**WHAT THE TASK ASKS**.
Copy out each of the lines below word for word.

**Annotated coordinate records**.
:::
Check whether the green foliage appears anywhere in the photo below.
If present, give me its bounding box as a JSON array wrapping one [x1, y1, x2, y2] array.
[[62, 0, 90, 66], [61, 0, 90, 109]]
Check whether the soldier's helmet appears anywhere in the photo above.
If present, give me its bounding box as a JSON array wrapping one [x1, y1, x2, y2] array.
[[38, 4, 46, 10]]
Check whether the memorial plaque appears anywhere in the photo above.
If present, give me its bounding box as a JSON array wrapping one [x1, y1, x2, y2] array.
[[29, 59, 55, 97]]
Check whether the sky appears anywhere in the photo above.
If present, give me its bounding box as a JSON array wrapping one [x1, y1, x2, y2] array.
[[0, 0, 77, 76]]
:::
**OUTPUT FOR THIS TASK**.
Check whether the green foliage appears anywhere in the photo below.
If present, give me its bounding box as a JSON array wrapping one [x1, y1, x2, y2] array.
[[62, 0, 90, 66], [61, 0, 90, 109]]
Check whether the soldier's helmet appears anywhere in the photo above.
If present, give me its bounding box as a JSON array wrapping one [x1, y1, x2, y2] array.
[[38, 4, 46, 10]]
Check whether the memorial plaque appears anywhere in the photo above.
If present, give me its bounding box as a JSON array wrapping one [x1, y1, x2, y2] array.
[[29, 59, 55, 97]]
Check whether the sky appears anywhere in the photo above.
If present, give me its bounding box as a JSON array wrapping one [x1, y1, x2, y2] array.
[[0, 0, 77, 76]]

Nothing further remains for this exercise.